## DATASET
* * * * *
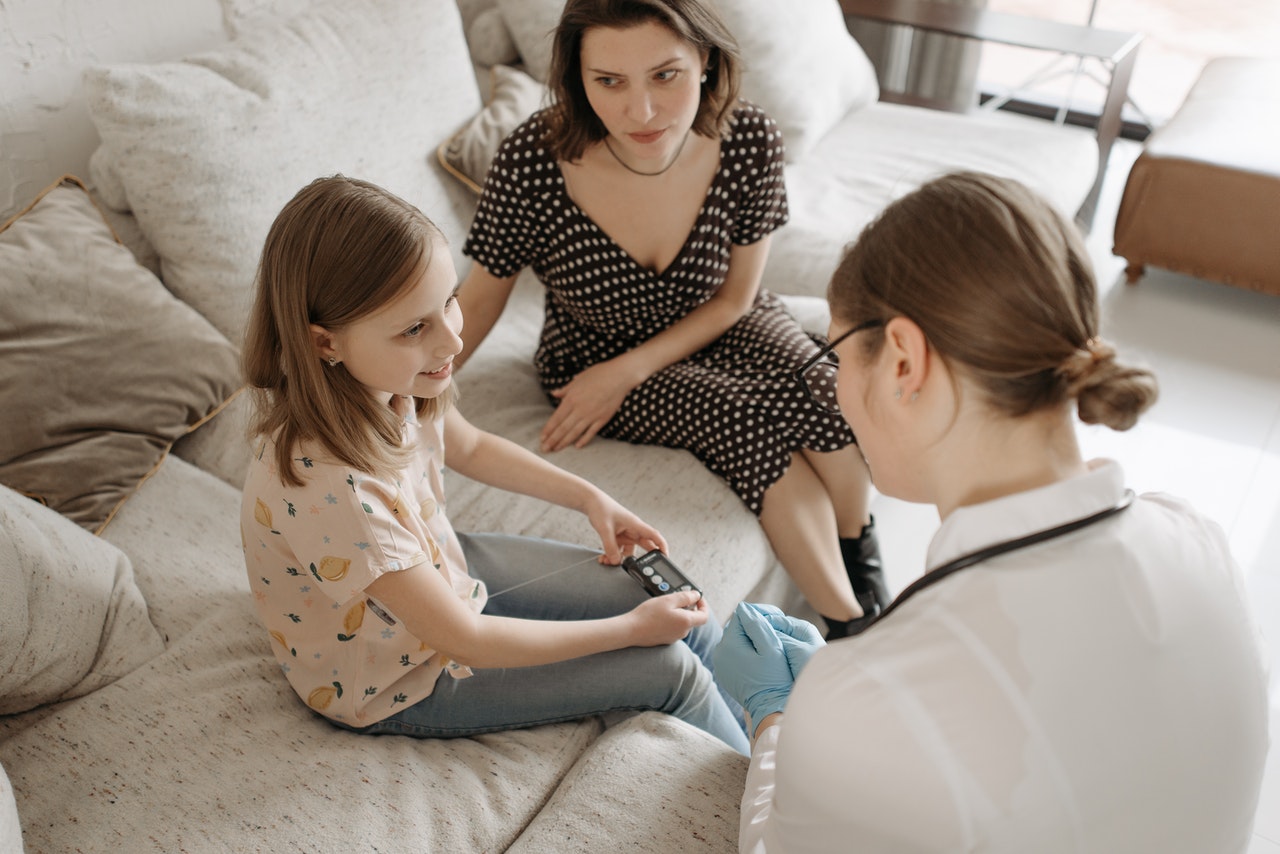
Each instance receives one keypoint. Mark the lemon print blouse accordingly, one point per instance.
* * * * *
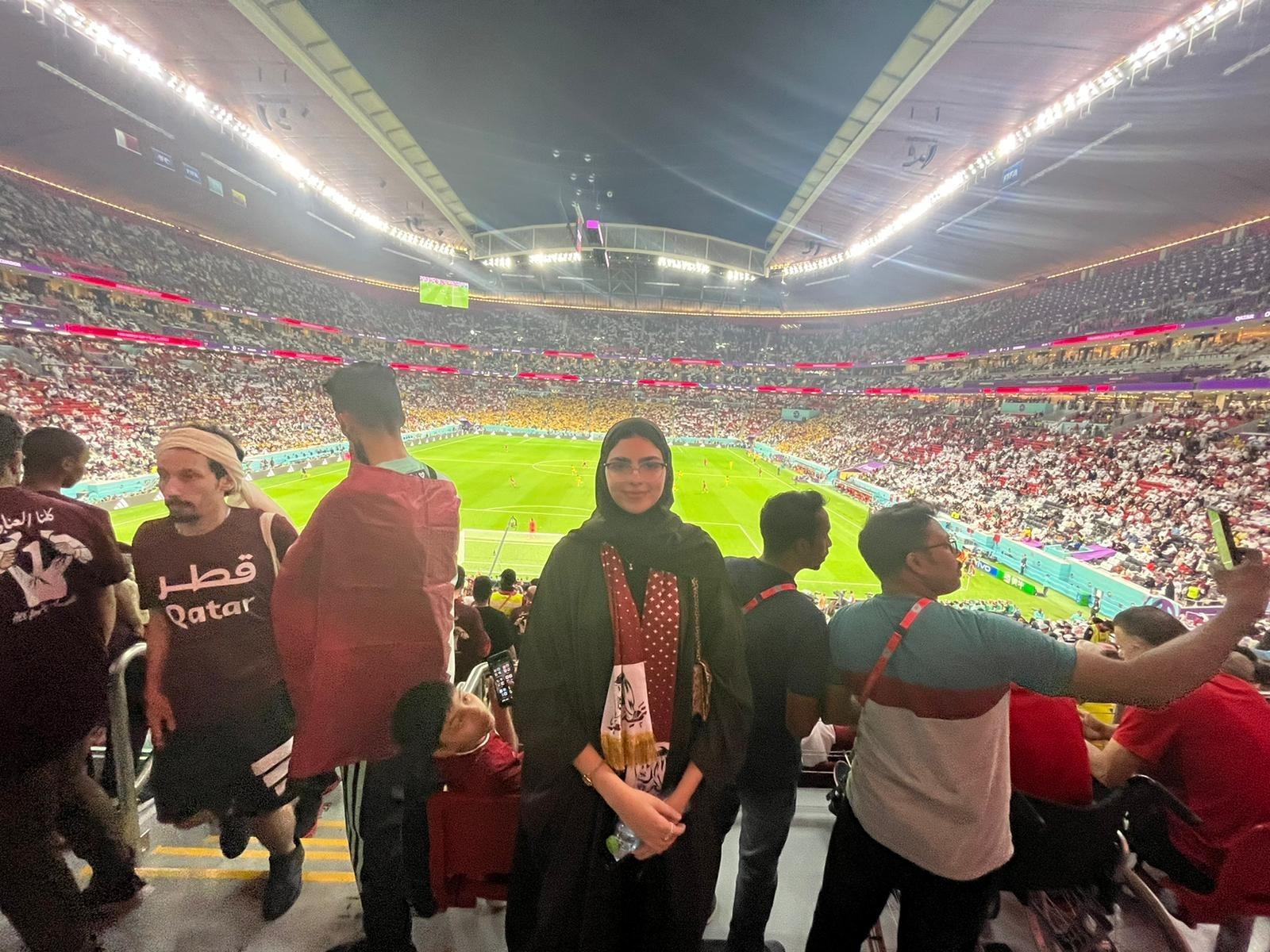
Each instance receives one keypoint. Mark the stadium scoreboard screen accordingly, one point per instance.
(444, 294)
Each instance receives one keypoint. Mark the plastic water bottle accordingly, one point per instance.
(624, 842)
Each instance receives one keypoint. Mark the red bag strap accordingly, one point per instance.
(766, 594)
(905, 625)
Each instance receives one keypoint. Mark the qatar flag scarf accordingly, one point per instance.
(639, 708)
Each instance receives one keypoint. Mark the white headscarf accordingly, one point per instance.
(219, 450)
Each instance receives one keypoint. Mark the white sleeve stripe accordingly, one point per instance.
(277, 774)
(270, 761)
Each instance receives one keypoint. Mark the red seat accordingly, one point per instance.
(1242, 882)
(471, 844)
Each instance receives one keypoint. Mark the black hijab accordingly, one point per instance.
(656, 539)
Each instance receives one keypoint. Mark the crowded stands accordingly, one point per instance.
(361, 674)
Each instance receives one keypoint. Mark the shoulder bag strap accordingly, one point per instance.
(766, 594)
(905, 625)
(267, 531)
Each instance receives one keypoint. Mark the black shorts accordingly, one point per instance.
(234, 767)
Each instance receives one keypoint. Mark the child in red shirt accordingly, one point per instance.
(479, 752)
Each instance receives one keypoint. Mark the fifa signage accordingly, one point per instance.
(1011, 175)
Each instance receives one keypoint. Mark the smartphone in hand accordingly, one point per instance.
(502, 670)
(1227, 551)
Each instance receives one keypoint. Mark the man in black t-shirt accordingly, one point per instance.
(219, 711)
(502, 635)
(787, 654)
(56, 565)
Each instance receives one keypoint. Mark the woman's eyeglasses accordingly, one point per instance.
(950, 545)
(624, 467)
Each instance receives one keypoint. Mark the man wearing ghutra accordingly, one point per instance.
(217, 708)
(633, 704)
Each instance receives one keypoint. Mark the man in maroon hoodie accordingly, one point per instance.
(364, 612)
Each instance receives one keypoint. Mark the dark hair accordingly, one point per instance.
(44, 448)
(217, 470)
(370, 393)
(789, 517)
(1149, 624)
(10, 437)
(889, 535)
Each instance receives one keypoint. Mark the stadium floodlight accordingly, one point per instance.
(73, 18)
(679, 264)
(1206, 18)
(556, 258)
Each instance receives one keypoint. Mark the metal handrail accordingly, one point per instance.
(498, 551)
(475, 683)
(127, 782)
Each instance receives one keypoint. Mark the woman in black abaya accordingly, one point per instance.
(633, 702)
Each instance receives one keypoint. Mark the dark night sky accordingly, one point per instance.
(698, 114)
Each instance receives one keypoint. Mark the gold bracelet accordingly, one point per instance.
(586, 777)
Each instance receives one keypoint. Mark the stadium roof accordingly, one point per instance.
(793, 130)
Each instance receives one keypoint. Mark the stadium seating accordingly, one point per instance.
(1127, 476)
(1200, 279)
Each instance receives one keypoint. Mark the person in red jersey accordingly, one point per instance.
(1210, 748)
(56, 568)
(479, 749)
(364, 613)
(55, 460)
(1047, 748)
* * * * *
## STATED EXERCISE
Copy the lines verbatim, starting with the line containing "Each instance receives one keypoint. Mark the dark night" and continuing through the line containing "(1047, 748)", both included.

## FINAL RESULT
Each instance receives one keypoint. Mark the dark night sky accordingly, one point per instance.
(698, 114)
Each instance receives one keypoint. Mark the gold bracelet accordingly, one point per instance.
(586, 777)
Each instance receives one keypoint. Mark the stadium roof accordingly, one point per instance.
(793, 130)
Each instance receives one keypoint. Mark the stadium seating accordingly, one point per instance.
(1127, 476)
(1200, 279)
Each instance receives one keypoint. Mark the person in red jersey accordingly, one point per instance.
(1210, 748)
(56, 568)
(479, 749)
(364, 613)
(55, 460)
(1047, 748)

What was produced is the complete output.